▸ WRITTEN REQUEST 1: Print the sermon on the death of Moses from "34:3  The places" to "than we do.", inclusive.

▸ DOCUMENT:
= = =

“The Death of Moses’ Deuteronomy 32:48-52; 34:1-12 November 8, 1992

Text Comments

Last Lord’s Day we considered, from chapters 28-30, the blessings and curses of the covenant God has made with us his people. The following chapters deal with certain administrative matters, repeat certain admonitions and predictions from earlier chapters — both in prose and poetry — and give us Moses’ blessing of the tribes of lsrael one by one. There is much of interest and importance in this material, and I was greatly tempted to expand this series of sermons still further, but I restrained myself. Much of the matter we have encountered before in the book and, I think, it is time to be done. But, we could not finish without attention to the stirring conclusion which narrates the death and burial of, shall we say it, the greatest man but one ever to live in this world.

32:49     To the east of the north end of the Dead Sea.

34:3  The places mentioned are listed in the order they would appear to a man facing north and then moving his eyes counterclockwise — first to the west, then to the south.

34:7   A remarkably old age, given the fact that in Moses’ own Psalm 90 we read that the years of our lives are three score years and ten, or, if by reason of strength, four score. His contemporaries didn’t live longer than we do.

Moses was a giant of a man. He is one of the church’s greatest heros. Excepting the Lord Christ himself, and perhaps John the Baptist, whom the Lord says may have been his equal, it is hard to think that the earth has been more unworthy of a man than it was of this man, Moses, or that a bigger man has ever walked in this world. When the image of God in man, renewed by grace and the Spirit of God, is made to shine brightly, extraordinary men and women are the result. And we know of no more extraordinary man than Moses or of a more extraordinary life than he lived. Wonderful as the miracles the apostles performed, they were not as great as those God wrought through Moses. As full of pathos, and suffering, and power, and goodness, and accomplishment as were the ministries of Peter and Paul, Moses as God’s minister, towers above them, a titan, a colossus, who as God’s servant and on Christ’s behalf and wielding the power of the Holy Spirit, virtually alone, over and again, stood between the church of God and extinction.

= = =

▸ EXTRACTED MATERIAL:
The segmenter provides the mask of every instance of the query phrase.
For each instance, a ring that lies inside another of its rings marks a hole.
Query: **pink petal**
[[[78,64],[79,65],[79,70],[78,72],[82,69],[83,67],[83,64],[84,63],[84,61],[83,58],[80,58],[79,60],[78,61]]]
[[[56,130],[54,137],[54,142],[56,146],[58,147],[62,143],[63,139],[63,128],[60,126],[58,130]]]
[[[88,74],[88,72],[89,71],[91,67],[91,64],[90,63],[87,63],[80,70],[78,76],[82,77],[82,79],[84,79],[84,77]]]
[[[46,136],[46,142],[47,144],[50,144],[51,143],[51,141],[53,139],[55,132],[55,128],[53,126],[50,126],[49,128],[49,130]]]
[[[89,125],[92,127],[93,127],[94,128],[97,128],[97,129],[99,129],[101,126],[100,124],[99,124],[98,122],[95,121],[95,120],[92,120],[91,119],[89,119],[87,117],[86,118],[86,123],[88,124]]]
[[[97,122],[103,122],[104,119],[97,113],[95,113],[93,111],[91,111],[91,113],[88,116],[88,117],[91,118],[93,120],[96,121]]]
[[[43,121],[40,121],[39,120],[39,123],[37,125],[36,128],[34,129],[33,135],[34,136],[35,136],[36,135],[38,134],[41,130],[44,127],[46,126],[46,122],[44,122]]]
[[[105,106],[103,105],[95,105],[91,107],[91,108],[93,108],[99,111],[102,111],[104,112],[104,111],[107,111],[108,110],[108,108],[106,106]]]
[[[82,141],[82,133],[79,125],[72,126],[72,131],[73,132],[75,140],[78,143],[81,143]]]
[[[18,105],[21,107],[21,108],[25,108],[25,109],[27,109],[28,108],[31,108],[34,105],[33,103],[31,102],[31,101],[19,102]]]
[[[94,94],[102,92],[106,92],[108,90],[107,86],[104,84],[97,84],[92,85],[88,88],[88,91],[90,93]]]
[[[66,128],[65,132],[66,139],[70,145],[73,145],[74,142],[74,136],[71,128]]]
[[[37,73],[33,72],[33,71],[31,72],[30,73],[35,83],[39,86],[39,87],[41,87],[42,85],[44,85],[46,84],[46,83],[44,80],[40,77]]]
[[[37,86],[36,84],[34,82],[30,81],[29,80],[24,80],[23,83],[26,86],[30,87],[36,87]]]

= = =

▸ WRITTEN REQUEST 2: In the rows, from the first line through the line containing "Query: **pink petal**", inclusive, substitute "gap" for "hole" and leave everything else unchanged. Return only those lines.

▸ RESULT 1:
34:3  The places mentioned are listed in the order they would appear to a man facing north and then moving his eyes counterclockwise — first to the west, then to the south.

34:7   A remarkably old age, given the fact that in Moses’ own Psalm 90 we read that the years of our lives are three score years and ten, or, if by reason of strength, four score. His contemporaries didn’t live longer than we do.

▸ RESULT 2:
The segmenter provides the mask of every instance of the query phrase.
For each instance, a ring that lies inside another of its rings marks a gap.
Query: **pink petal**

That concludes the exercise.